● **SELECTED PASSAGE**:
□ □ □

Oloroso: A sherry aged entirely oxidatively, without flor.
Cream: A moderately sweet sherry, usually a blend of oloroso and Pedro Ximénez.
Moscatel: A sweet sherry made from the moscatel grape, with a characteristically floral aroma.
Pedro Ximénez: The sweetest style of sherry, from grapes that are partially dried in the sun before pressing.
6. Sherry is made in a solera system. The solera is a complex process that blends wines from many different vintage together, over a long period of time. Thus, the age of any given sherry is an estimated average rather than a precise figure.
7. Sherry is an aged wine. Even the youngest finos and manzanillas average two or three years of age, and most are aged even longer. The average age of many of the finest amontillados, olorosos and palos cortados can be measured in decades.
8. Sherry is best enjoyed with food. No wine in the world is more versatile than sherry when it comes to food pairing. Sherry can thrive alongside foods and flavors that kill many other wines.

□ □ □

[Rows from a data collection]
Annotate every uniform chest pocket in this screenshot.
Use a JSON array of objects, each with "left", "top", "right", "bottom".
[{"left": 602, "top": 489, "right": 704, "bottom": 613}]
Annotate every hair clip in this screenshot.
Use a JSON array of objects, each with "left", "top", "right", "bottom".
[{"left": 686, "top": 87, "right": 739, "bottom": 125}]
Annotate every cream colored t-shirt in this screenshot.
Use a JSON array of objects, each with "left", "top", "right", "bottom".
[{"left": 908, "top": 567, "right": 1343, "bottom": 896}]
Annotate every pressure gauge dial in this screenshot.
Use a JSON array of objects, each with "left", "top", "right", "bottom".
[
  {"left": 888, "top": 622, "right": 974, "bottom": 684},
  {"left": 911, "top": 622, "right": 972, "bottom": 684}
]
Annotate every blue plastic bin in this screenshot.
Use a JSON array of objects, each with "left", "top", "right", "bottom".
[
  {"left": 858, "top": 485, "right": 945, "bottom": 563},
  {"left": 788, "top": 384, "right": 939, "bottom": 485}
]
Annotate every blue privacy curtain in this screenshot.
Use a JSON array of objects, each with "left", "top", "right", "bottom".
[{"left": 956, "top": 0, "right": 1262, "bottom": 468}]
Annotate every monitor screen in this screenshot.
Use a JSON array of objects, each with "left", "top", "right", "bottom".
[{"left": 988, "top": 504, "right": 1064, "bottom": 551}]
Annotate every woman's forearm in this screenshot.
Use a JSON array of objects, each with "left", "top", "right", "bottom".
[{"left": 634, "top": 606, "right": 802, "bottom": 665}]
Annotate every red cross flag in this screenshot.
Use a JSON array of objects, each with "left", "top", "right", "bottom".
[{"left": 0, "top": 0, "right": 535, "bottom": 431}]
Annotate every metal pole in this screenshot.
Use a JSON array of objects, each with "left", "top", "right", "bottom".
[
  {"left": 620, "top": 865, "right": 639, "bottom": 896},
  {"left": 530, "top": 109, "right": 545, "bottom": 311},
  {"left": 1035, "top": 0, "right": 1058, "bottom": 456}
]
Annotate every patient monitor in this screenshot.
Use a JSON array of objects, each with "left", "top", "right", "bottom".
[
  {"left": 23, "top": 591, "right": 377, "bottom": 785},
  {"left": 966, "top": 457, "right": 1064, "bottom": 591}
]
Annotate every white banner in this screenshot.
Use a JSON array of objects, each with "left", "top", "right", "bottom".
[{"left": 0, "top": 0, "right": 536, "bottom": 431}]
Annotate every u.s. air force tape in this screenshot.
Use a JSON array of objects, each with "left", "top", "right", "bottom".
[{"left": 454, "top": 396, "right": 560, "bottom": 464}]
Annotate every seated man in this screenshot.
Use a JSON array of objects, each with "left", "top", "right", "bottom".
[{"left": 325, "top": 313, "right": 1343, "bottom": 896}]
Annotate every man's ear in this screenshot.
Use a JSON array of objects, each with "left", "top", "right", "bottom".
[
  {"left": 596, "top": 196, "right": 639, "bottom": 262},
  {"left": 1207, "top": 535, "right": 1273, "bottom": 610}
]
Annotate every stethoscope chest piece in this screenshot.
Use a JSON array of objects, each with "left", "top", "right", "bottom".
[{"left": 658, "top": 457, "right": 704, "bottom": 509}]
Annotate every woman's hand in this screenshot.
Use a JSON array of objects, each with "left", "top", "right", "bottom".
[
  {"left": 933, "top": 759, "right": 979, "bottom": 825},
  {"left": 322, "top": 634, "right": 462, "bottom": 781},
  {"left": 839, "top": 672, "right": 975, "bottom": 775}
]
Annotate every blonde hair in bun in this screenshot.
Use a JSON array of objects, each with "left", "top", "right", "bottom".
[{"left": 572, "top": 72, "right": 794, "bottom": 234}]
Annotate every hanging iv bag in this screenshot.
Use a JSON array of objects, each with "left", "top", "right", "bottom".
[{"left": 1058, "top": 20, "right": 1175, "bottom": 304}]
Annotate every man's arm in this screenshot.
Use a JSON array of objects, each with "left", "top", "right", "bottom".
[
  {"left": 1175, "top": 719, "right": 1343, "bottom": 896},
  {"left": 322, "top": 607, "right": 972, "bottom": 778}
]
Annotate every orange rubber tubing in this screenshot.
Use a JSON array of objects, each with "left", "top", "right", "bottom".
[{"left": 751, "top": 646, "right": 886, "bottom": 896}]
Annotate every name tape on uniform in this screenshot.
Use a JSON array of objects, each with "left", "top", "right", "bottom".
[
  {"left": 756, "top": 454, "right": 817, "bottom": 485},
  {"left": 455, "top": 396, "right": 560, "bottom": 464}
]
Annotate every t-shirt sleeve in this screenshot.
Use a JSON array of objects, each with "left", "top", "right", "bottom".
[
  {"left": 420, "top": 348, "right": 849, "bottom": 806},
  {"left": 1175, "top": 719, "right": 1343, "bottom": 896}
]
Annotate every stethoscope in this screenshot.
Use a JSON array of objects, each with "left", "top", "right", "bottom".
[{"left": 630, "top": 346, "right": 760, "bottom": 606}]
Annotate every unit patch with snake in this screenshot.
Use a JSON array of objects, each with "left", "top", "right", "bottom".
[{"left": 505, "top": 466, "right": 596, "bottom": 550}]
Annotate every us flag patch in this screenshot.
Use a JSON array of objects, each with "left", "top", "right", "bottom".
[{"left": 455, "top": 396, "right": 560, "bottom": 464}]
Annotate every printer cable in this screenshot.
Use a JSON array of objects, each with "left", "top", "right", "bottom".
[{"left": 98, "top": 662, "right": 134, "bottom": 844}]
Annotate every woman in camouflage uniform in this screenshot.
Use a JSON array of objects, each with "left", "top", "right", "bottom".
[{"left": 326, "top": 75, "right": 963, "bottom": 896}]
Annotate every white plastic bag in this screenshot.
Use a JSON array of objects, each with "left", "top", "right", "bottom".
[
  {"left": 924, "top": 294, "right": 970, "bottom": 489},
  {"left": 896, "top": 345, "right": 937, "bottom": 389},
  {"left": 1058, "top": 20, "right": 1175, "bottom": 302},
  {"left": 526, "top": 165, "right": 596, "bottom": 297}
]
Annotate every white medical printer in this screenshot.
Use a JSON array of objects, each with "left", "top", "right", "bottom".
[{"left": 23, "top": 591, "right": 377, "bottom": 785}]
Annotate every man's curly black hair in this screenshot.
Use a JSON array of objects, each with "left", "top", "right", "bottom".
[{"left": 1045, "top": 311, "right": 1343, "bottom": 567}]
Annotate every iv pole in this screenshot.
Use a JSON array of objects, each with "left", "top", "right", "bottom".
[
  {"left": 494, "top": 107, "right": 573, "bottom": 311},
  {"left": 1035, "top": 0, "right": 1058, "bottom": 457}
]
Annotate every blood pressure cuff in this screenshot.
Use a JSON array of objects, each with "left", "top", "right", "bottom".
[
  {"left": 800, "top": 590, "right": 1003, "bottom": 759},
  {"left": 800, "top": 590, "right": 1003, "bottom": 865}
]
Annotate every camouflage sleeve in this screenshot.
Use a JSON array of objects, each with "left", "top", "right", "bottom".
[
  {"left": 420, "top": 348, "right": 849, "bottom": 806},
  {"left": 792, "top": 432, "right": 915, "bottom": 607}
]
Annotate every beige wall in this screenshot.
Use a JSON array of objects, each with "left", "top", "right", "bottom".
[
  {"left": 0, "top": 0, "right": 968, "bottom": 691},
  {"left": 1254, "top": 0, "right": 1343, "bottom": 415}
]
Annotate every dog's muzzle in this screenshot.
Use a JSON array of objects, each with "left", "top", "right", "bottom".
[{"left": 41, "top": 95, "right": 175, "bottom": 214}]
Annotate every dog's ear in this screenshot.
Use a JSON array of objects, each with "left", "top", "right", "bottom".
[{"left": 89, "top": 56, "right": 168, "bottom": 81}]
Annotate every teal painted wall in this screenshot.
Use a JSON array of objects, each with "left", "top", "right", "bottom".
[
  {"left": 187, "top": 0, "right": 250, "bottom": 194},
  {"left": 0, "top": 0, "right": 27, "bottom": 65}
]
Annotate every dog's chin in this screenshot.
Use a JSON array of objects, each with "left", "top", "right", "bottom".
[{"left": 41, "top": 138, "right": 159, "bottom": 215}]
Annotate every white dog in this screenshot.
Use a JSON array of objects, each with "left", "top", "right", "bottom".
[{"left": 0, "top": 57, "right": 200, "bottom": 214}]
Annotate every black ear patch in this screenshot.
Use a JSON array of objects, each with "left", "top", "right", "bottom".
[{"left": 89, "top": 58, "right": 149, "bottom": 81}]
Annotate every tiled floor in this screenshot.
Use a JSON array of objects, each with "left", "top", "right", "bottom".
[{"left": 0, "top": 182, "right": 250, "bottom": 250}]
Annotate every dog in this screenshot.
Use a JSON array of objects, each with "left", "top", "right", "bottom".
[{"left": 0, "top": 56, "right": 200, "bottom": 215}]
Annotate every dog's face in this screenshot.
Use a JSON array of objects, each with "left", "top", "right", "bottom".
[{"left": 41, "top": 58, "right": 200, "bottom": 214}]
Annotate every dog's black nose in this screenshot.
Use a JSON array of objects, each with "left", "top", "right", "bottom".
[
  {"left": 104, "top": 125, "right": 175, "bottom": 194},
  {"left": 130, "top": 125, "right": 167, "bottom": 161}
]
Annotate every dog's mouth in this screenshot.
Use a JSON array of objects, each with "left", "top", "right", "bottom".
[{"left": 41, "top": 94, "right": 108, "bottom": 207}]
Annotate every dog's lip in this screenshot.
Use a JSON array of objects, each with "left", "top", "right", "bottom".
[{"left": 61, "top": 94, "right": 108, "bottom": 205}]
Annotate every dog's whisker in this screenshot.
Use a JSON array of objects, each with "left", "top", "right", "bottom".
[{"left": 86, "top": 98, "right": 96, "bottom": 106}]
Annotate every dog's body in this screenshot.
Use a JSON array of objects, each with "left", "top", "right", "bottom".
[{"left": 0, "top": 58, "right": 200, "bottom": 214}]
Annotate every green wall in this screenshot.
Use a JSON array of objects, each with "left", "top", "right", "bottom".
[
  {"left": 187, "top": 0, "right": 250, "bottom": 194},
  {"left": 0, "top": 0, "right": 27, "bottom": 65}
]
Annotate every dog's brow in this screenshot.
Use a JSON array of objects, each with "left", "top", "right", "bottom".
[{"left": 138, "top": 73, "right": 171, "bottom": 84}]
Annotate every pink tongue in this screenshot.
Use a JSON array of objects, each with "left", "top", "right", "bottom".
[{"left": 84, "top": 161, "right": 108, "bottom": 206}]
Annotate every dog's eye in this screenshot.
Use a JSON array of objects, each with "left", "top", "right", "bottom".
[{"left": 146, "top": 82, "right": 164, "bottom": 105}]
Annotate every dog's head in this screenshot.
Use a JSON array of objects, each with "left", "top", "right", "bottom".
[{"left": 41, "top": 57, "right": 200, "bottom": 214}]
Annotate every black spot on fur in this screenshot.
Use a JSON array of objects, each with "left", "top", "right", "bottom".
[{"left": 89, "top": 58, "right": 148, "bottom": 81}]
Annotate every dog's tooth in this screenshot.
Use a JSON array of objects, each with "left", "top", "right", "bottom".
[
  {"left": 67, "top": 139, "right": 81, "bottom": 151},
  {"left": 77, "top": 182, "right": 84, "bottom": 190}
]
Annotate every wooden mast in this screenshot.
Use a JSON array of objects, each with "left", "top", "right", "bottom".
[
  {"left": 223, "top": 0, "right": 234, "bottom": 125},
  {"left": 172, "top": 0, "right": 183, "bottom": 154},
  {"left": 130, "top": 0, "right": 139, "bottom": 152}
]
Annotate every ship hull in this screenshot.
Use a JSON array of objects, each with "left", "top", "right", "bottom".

□ □ □

● **TASK REQUIREMENTS**:
1 – Summarize the sherry passage in two sentences.
2 – Extend the sherry passage, picking up after its last sentence.

● **ANSWERS BY TASK**:
1 – Sherry comes in several styles: oloroso, aged oxidatively without flor; cream, a moderately sweet blend; floral moscatel; and Pedro Ximénez, the sweetest, made from partially sun-dried grapes. Made in a solera system that blends many vintages, sherry is an aged wine whose age is an estimated average of years or even decades, and no wine is more versatile with food.

2 –
9. Serve sherry in a white wine glass. While sherry is traditionally associated with a small, narrow glass called the copita, it is much better in a standard white wine glass, which allows it to express its full range of aromas and flavors. Finos and manzanillas should be served chilled.
10. Once opened, drink sherry quickly. Fino and manzanilla should be drunk within a few days of opening. Amontillado, palo cortado and oloroso should be drunk within a couple of weeks, although some can last longer. Pedro Ximénez can keep for months if properly stoppered.